- _Document text_:
— Start —
# How do we get a good deal with Renting



## wazza (Apr 4, 2010)

Hi ,I am in a place in my mind as to move to thailand on a part time basis,I don't want to buy a place to live I want to suck it and see for a while to see if it is me or not. i would like some insite into renting longterm in say Phuket or surrounding area.Is it better to rent 3 months or maybe 12 months and how much a better deal i should expect for longterm 
thanks wazza


----------



## Guest (Apr 4, 2010)

wazza said:


> Hi ,I am in a place in my mind as to move to thailand on a part time basis,I don't want to buy a place to live I want to suck it and see for a while to see if it is me or not. i would like some insite into renting longterm in say Phuket or surrounding area.Is it better to rent 3 months or maybe 12 months and how much a better deal i should expect for longterm
> thanks wazza


Hi - assume you have looked into all the visa requirements and restrictions for long-term stays?

Anyway, renting is pretty simple and yes an apartment or house rented on a monthly basis can work out pretty cheap. Not seen a big difference between rates for a 3 month and 1 year contract though.

They usually require a month's deposit. I wouldn't offer to pay the full term up front. I've seen some landlords take big advantage of this to try to 'encourage' tenants to leave early.

No point in trying to find somewhere before you get to Phuket. There's loads of availability. Get a room in a guest house for a week or two while you find the right place to rent.


----------



## wazza (Apr 4, 2010)

frogblogger said:


> Hi - assume you have looked into all the visa requirements and restrictions for long-term stays?
> 
> Anyway, renting is pretty simple and yes an apartment or house rented on a monthly basis can work out pretty cheap. Not seen a big difference between rates for a 3 month and 1 year contract though.
> 
> ...


frogbloger 
thanks , I have looked at all the criteria for long term visa,and from my end its not to hard to do just time and timeing..I am leaving tomorrow for phuket and i am doing the look and see thing for a month ;can you recomend anywhere were i can meet some expats or alike and sit and talk and get inside info;
thanks again
Wazza


----------



## Guest (Apr 5, 2010)

Sorry, Phuket's the wrong end of Thailand for me, I've been based up in Chiang Mai. But there are plenty of expats in Phuket, it won't take long to find out their haunts by asking qround the bars. Have a good trip, best of luck with your plans...


----------



## wazza (Apr 4, 2010)

frogblogger said:


> Sorry, Phuket's the wrong end of Thailand for me, I've been based up in Chiang Mai. But there are plenty of expats in Phuket, it won't take long to find out their haunts by asking qround the bars. Have a good trip, best of luck with your plans...


thanks wazza


----------



## KhwaamLap (Feb 29, 2008)

Yep, pretty much agree with FB. Though sometimes harder to find rents less than 6 months without getting a price hike (they think you're a holiday maker, thus can afford a years rent per month!). Also I have found they want at least 2 months deposit these days. Thais always get better deals, unless they know a farang is going to stay.

PS: Why Phuket?


----------
— End —
- _Job a_: Quote a passage from the thread on renting in Phuket, beginning at the words "No point in" and stopping after "place to rent.".
The forum thread and the rows below have nothing to do with each other.

- _Listed records_:
— Start —
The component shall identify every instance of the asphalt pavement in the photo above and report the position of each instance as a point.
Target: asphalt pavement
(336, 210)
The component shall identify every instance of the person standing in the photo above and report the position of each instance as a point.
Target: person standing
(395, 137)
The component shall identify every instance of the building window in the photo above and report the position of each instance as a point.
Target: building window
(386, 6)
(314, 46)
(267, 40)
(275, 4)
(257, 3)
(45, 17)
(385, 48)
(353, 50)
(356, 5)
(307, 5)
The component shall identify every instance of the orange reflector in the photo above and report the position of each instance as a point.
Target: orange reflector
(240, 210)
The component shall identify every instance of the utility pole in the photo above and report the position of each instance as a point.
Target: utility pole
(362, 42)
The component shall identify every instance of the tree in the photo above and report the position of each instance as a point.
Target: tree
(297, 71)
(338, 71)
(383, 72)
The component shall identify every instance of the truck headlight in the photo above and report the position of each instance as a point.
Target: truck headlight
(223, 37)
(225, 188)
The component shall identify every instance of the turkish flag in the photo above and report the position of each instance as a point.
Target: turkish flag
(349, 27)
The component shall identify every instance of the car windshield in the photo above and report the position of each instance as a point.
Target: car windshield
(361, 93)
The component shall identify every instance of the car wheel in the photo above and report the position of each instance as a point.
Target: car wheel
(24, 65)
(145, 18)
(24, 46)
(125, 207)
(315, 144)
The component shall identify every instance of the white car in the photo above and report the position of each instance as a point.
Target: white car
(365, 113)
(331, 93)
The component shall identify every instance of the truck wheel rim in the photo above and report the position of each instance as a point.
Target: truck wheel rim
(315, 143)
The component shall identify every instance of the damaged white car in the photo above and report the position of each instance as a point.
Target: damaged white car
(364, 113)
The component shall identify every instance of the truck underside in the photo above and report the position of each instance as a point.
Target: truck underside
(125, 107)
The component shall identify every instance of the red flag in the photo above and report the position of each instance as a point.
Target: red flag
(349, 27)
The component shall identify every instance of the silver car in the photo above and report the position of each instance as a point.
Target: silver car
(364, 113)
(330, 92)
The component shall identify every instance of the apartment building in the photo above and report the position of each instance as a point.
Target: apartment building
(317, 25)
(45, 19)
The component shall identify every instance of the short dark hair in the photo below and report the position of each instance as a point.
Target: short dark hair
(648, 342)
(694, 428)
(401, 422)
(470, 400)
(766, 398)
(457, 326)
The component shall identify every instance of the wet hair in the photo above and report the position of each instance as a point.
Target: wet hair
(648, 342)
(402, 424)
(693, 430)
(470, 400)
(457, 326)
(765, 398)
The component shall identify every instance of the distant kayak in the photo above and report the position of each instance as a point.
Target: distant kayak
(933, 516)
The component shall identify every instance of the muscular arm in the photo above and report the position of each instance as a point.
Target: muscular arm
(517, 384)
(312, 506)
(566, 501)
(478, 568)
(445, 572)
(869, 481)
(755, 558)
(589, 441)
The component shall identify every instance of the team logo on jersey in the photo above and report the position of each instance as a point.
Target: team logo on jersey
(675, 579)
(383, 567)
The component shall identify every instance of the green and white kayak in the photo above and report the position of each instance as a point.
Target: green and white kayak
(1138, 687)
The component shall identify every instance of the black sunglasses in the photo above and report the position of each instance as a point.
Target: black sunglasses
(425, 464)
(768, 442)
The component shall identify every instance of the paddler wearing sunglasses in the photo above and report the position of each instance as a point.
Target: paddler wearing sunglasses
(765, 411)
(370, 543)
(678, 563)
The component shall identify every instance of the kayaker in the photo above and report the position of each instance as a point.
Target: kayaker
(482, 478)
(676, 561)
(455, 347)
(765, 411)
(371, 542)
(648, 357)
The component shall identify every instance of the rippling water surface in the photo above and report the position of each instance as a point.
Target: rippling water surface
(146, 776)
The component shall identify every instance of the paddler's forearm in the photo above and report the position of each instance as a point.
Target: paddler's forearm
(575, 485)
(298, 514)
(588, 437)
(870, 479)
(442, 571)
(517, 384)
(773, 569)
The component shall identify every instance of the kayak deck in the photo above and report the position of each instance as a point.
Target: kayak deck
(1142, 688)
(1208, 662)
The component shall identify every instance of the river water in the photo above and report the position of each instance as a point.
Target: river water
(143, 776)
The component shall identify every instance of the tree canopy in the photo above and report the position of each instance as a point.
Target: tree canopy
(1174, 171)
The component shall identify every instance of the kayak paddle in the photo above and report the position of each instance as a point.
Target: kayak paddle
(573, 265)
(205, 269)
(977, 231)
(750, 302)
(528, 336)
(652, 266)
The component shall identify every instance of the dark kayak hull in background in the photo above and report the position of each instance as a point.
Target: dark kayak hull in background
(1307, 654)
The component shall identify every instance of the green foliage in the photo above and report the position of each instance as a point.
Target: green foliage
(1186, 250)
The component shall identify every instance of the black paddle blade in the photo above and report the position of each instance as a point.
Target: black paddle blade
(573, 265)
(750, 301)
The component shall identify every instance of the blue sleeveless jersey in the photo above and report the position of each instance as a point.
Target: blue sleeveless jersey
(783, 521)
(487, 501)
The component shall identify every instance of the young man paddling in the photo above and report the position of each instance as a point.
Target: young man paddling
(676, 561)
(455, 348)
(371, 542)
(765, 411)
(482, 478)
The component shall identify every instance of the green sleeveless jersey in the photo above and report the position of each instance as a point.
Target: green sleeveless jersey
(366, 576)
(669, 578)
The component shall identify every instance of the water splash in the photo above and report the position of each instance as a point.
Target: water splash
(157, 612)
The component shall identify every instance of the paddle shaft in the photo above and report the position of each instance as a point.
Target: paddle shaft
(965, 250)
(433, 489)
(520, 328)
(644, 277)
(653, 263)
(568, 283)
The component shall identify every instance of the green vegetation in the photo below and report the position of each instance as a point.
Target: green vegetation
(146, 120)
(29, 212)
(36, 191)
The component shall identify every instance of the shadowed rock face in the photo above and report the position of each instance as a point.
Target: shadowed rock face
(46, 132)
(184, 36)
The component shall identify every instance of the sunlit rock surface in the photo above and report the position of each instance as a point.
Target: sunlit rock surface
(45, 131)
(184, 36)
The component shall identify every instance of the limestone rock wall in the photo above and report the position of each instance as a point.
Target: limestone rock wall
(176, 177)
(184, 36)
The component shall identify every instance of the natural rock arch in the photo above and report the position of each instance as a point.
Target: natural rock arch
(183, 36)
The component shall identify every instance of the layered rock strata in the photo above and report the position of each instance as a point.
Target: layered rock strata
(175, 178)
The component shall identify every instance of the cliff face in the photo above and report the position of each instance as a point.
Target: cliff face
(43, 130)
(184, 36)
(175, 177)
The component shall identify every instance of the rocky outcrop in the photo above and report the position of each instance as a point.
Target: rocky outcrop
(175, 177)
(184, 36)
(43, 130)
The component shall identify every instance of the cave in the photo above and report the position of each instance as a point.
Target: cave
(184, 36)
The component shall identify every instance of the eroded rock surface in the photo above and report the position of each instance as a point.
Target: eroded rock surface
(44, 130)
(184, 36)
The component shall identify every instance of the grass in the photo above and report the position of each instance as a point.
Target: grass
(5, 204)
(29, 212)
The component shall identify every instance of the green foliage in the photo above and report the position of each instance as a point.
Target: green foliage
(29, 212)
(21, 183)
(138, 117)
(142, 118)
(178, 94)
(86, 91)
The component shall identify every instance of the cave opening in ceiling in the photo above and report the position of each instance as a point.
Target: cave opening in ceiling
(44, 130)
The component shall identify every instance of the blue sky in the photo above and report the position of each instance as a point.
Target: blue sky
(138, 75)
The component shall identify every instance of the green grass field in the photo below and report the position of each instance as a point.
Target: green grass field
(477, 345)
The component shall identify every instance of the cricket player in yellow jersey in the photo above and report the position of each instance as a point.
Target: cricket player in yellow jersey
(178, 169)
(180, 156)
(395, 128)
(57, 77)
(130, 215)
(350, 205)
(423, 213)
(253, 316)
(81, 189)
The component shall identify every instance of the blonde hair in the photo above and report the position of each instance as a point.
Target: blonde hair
— End —
- _Job b_: How many lines of the rows contain the string "natural"? Reply with the number alone.

- _Task output a_:
No point in trying to find somewhere before you get to Phuket. There's loads of availability. Get a room in a guest house for a week or two while you find the right place to rent.

- _Task output b_: 2